» Task item:
The records follow. Print, word for word, the first line through the "Target: woman's face" line.

Region pointing data:
* * * * * * * * *

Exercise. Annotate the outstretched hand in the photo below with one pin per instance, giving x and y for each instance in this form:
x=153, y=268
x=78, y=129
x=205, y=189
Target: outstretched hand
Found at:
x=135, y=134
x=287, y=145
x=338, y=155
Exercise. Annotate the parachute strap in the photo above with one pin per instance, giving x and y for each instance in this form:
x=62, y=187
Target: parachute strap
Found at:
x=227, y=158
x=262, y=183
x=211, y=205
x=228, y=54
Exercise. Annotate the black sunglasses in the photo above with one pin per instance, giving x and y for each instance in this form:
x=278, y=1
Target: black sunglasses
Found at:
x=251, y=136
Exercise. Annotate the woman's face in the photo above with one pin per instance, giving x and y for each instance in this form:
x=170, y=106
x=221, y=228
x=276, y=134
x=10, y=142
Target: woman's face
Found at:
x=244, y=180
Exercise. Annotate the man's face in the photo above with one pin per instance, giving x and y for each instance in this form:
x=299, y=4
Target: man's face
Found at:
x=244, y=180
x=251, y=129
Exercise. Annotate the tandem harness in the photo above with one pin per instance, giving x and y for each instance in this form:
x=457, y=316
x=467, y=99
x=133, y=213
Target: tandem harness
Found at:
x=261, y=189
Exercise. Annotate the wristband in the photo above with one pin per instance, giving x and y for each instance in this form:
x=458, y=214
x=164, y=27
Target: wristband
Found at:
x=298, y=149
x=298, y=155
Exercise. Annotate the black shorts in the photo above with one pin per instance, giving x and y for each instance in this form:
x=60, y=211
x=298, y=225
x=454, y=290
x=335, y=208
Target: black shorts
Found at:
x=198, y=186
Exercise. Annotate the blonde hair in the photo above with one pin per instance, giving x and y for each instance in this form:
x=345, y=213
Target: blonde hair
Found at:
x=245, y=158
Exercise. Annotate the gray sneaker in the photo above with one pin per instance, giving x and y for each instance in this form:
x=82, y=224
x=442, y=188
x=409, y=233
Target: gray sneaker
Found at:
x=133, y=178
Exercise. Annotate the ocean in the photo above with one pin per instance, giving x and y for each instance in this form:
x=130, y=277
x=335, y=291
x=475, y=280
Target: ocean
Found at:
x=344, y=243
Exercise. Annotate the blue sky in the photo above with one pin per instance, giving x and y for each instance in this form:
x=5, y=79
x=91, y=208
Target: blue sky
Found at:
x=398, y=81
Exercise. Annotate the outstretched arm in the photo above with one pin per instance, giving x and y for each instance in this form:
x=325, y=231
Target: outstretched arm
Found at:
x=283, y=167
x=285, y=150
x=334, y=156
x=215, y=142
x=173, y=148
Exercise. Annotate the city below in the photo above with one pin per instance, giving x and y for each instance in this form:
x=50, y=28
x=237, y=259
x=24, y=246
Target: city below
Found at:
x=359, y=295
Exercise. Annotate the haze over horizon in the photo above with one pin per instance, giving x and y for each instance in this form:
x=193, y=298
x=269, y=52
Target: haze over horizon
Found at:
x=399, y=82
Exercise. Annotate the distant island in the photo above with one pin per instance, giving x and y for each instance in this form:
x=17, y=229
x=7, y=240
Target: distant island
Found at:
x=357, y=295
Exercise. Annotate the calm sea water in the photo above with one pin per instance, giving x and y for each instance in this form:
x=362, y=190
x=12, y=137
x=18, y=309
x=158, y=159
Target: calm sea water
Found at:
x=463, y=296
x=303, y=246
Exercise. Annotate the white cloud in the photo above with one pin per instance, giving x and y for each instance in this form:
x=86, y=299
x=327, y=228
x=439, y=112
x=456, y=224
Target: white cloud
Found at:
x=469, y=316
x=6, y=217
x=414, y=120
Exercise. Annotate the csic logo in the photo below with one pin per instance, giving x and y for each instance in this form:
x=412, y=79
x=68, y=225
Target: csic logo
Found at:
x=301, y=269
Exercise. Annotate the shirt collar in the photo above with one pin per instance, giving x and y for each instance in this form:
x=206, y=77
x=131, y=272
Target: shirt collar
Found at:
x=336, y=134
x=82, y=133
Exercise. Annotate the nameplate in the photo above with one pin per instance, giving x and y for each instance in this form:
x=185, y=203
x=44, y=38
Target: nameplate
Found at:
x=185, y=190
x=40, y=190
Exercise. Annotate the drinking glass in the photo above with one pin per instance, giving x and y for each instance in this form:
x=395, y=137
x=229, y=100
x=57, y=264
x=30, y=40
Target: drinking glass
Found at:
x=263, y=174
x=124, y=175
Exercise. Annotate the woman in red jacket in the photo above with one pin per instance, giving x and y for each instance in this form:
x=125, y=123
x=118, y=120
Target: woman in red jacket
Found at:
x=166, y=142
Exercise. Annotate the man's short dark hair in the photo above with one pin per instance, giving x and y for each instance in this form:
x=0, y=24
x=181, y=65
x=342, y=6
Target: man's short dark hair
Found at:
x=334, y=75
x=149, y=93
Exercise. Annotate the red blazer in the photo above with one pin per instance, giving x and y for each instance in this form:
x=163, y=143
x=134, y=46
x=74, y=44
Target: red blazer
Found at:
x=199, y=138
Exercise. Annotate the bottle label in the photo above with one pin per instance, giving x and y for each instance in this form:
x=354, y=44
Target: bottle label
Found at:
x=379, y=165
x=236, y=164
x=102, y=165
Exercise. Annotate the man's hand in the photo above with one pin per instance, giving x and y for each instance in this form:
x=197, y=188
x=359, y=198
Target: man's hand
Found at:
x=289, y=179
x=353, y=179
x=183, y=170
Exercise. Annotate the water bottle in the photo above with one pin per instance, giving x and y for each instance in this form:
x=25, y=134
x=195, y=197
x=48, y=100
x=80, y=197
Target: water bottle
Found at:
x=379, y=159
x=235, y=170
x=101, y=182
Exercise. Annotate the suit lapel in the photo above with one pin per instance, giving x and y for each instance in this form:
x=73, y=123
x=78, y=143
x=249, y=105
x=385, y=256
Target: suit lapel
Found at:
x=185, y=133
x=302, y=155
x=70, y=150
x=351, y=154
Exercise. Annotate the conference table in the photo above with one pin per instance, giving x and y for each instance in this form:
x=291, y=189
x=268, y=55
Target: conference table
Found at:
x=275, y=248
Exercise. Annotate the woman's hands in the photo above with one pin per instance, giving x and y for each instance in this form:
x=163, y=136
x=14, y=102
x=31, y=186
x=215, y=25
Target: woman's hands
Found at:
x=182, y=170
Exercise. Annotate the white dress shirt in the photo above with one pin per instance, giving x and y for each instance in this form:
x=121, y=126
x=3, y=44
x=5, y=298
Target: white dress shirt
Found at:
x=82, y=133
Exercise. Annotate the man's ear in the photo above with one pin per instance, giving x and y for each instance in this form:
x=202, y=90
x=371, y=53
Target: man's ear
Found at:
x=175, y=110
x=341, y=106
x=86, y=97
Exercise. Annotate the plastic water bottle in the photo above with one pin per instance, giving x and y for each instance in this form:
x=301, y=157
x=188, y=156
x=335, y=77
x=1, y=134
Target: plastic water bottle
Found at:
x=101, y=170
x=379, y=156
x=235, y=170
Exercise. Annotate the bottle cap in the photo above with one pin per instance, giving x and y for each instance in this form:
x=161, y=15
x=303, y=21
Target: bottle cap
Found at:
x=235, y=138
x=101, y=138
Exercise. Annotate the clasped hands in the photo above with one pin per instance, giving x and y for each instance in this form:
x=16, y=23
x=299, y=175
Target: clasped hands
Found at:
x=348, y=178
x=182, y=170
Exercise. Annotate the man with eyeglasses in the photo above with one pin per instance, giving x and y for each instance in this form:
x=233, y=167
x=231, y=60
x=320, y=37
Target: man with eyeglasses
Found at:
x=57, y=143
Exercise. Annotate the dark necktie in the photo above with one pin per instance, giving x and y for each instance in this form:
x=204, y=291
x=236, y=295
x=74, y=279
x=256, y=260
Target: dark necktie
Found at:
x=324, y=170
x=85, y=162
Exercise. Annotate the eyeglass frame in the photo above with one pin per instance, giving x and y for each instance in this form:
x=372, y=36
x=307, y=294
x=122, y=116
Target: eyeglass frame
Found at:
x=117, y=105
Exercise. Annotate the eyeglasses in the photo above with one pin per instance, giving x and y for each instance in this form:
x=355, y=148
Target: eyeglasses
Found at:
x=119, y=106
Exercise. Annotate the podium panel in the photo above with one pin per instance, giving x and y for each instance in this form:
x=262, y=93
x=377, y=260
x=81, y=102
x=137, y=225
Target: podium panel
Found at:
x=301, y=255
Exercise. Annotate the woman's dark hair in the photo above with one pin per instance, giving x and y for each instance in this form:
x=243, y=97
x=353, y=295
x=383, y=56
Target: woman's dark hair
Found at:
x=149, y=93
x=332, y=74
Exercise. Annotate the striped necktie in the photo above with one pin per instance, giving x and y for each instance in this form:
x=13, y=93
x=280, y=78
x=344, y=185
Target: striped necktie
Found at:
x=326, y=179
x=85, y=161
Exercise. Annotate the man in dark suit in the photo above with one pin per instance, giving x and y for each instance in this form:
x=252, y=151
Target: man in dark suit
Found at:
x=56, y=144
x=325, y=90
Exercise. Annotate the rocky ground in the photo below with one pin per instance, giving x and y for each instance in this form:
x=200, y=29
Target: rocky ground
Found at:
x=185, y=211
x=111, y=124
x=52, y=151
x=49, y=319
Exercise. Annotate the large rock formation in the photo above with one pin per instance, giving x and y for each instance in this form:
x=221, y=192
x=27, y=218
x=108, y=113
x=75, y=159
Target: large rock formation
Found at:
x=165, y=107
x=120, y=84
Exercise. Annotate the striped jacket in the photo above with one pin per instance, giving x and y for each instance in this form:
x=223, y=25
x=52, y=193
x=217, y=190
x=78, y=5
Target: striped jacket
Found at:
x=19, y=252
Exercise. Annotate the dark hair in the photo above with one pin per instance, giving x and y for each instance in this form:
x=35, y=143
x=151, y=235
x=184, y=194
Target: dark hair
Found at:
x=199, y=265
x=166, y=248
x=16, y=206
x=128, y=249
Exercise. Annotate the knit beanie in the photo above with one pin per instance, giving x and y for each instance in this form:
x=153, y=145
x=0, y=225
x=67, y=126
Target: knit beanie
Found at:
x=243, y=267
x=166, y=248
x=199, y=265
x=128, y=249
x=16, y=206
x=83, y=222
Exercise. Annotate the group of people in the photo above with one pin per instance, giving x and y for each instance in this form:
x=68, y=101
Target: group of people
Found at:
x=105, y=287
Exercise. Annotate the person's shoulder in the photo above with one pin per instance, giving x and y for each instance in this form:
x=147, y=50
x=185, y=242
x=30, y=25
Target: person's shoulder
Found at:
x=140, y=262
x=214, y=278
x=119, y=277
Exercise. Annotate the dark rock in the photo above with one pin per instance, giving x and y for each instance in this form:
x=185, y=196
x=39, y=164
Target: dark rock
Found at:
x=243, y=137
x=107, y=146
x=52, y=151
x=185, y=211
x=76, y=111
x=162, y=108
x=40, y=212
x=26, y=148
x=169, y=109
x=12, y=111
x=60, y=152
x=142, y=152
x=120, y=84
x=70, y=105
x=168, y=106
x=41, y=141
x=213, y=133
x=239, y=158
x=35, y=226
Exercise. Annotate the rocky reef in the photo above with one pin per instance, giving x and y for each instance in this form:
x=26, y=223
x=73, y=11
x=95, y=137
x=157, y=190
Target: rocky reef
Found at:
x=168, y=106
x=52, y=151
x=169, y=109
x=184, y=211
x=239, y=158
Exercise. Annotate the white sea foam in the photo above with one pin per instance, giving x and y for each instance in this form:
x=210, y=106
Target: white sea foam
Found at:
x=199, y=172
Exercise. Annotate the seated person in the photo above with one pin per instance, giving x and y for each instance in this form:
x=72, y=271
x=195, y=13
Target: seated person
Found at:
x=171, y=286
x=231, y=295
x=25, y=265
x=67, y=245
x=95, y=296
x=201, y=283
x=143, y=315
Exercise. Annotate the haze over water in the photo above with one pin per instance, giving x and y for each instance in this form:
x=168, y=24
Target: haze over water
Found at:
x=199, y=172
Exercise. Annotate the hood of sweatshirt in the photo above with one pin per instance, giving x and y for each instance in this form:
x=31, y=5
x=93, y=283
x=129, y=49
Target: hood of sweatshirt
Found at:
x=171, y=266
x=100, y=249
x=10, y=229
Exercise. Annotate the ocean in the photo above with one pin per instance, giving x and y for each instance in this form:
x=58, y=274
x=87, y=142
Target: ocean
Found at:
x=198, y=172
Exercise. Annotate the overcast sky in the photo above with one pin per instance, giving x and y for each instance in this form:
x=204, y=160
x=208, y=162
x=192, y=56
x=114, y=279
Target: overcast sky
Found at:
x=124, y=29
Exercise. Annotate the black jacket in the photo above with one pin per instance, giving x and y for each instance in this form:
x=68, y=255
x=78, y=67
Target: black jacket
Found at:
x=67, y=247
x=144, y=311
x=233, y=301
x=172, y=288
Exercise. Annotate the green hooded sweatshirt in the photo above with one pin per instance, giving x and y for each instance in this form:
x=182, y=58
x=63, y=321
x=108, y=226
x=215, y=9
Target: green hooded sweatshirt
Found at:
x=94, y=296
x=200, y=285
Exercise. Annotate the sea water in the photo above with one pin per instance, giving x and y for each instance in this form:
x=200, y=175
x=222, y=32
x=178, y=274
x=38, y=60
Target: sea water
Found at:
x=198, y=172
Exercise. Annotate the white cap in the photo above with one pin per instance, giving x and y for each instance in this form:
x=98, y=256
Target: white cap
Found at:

* * * * * * * * *

» Solution to this exercise:
Exercise. Annotate the outstretched hand in the photo below with one pin per instance, giving x and y for each instance in this form:
x=153, y=268
x=78, y=129
x=205, y=189
Target: outstretched hand
Found at:
x=135, y=134
x=287, y=145
x=338, y=155
Exercise. Annotate the parachute strap in the photo above with one pin per instance, giving x and y for each instance in this form:
x=62, y=187
Target: parachute strap
Found at:
x=227, y=158
x=262, y=183
x=211, y=205
x=228, y=54
Exercise. Annotate the black sunglasses in the photo above with one pin per instance, giving x and y for each instance in this form:
x=278, y=1
Target: black sunglasses
Found at:
x=251, y=136
Exercise. Annotate the woman's face in the photo above with one pin per instance, giving x and y for each instance in this form:
x=170, y=106
x=221, y=228
x=276, y=134
x=10, y=142
Target: woman's face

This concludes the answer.